▶ _対象の文章_

同じ「刺激」に同じ反応が生まれるとは限らない

もちろん人間には個性があるように、組織・法人にも伝統があり、独自の価値規範があるので、同じ「刺激」に同じ反応が生じるとは限らない。

タバコの発がん性がいくら叫ばれても無視する愛煙家はいるし、人権を重視するとは言いつつも特定民族への抑圧を止めない国もあり、国際法を無視して他国の領土・領海に侵入を繰り返す国もある。また、全世界からの拠出金で運営されていながら、公平性に欠ける国際機関もある。

態度補強と態度変容

一般に「刺激」への「反応」はさまざまであるが、行動変容に関しては2種類の分類ができる(同上:57-58)。

  1. 態度の補強
  2. 態度の変容

既に紹介したように、これまでの多くの実験や社会調査で証明されてきたのは、態度の補強にはマス・コミュニケーション(以下、マスコミと略す)の影響が強く、態度の変容にはパーソナルコミュニケーション(以下、対人接触と略す)が有効であるという知見である。

その代表的な意見は、既述したクラッパーに見られる。「パーソナル・インフルエンスは、この影響力とマス・コミュニケーションの影響力とがともに存在する場合には、マス・コミュニケーションよりもより決定的な影響を変化の方向に与える」(クラッパー、前掲書:130)がそれである。

この結論は、当時の多くの実験や文献研究の成果として得られたものである。ただし、この優位性は「決定のトピックごとにいちじるしく異なる」(同上:130)もまた正しいので、コロナウイルス感染予防に関しては独自の工夫が求められる。ここでは工夫の一部として、図1「行動変容ステージモデル」の活用とした。

マスコミ情報は態度補強に有効

通常、人間が持つ価値や規範は家族史のなかの個人生活に根差しているので、テレビで受け取るような情報では簡単に変容しない。むしろ周知の箴言「人は見えるものしか見ない」「聞こえるものしか聞かない」は正しいので、たとえ正しくてもマスコミ経由の情報は選択受容されるだけである。すなわちマスコミ情報接触により、従来持ち続けてきた態度は補強されるが、ほぼ変容しない。

加えて「行為の延期は、各人が高度に専門化し独立した大衆社会の特徴」(ラービンジャー、前掲書:59)なので、現代人の態度を変えて行動変容に導くのは難題になる。たとえば医師が処方して検査を指示しても、患者がすぐには反応せずに、「行動を延期」することは日常的である。ではどうするか。

(点の位置データ)
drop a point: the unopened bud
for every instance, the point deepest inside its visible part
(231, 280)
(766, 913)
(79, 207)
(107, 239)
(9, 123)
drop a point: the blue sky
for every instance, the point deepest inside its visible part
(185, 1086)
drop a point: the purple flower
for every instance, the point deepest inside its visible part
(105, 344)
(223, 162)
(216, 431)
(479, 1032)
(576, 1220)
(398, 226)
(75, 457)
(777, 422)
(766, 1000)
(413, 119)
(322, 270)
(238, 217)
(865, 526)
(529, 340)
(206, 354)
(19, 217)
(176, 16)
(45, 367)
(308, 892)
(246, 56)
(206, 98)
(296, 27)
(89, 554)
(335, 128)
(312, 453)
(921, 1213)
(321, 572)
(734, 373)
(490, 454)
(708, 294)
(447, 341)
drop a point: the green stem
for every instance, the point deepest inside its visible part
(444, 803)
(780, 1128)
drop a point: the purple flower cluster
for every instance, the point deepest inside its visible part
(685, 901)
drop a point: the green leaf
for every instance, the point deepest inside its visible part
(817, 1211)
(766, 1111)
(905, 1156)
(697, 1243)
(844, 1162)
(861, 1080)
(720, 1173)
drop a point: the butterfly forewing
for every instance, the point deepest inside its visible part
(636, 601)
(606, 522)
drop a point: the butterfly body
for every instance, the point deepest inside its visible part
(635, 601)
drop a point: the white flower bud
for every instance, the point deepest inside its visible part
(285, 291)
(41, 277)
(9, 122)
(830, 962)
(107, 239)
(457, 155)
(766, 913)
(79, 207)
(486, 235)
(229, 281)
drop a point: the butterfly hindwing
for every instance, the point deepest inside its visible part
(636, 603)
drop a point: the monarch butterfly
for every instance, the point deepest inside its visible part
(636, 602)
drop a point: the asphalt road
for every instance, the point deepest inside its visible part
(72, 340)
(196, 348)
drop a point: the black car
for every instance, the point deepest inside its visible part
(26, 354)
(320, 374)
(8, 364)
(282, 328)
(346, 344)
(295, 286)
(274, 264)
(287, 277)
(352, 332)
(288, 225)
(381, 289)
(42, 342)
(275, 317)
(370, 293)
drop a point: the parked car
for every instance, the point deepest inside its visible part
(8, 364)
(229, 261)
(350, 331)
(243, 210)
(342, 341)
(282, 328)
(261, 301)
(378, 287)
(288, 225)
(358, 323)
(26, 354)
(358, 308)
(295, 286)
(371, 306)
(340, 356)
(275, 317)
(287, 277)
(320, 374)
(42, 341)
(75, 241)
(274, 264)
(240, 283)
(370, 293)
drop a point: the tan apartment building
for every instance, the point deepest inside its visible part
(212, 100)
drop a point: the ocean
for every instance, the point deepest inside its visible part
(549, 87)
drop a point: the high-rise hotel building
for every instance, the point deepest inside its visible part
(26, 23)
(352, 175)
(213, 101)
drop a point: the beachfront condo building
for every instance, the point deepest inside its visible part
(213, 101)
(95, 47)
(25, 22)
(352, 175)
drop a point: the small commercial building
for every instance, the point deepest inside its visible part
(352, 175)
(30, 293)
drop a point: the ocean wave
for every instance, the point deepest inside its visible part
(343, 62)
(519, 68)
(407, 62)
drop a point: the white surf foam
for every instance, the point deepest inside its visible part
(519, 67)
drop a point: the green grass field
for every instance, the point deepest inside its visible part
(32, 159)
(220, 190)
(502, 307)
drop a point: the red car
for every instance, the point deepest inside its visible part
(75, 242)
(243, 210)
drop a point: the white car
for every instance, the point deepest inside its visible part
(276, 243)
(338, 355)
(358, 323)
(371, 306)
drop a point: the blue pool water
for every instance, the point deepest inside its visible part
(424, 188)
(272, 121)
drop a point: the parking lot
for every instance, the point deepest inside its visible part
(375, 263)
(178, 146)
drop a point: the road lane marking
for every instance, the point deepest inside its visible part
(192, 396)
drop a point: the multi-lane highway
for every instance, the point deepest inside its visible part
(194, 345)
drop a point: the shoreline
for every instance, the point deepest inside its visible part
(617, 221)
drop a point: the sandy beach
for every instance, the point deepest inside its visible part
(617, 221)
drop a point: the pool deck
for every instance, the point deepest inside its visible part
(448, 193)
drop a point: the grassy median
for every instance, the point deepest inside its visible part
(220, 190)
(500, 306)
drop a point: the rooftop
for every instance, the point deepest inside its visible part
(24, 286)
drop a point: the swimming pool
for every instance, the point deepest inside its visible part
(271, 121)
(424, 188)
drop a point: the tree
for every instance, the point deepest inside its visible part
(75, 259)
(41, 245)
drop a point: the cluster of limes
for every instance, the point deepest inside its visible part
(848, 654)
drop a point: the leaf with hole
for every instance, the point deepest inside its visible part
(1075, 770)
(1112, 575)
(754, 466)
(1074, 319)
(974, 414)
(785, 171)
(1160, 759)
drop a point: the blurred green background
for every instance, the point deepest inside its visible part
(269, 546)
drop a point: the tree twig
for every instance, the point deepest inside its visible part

▶ _設問_
(A) 本文について、次の問いに答えてください。
(i) 行動変容に関しては、何種類の分類ができるとされていますか。
(ii) 態度の補強に影響が強いとされているのは何ですか。
(iii) 医師が処方して検査を指示しても、患者がすぐには反応せずにすることとして、何が挙げられていますか。
(B) 本文のうち、「通常、人間が持つ価値や規範は」から「強されるが、ほぼ変容しない。」までの部分を、一字一句変えずにそのまま書き写してください。
(C) 本文の内容を2文でまとめてください。

▶ _解答_
(A)
(i) 2種類(態度の補強と態度の変容)
(ii) マス・コミュニケーション(マスコミ)
(iii) 「行動を延期」すること

(B)
通常、人間が持つ価値や規範は家族史のなかの個人生活に根差しているので、テレビで受け取るような情報では簡単に変容しない。むしろ周知の箴言「人は見えるものしか見ない」「聞こえるものしか聞かない」は正しいので、たとえ正しくてもマスコミ経由の情報は選択受容されるだけである。すなわちマスコミ情報接触により、従来持ち続けてきた態度は補強されるが、ほぼ変容しない。

(C) 行動変容は態度の補強と態度の変容の2種類に分けられ、これまでの実験や社会調査では、態度の補強にはマスコミ、態度の変容には対人接触が有効だとされてきた。人間の価値や規範は個人生活に根差しているため、マスコミ情報は選択受容されて従来の態度を補強するだけでほぼ変容させず、現代人の態度を変えて行動変容に導くのは難題になる。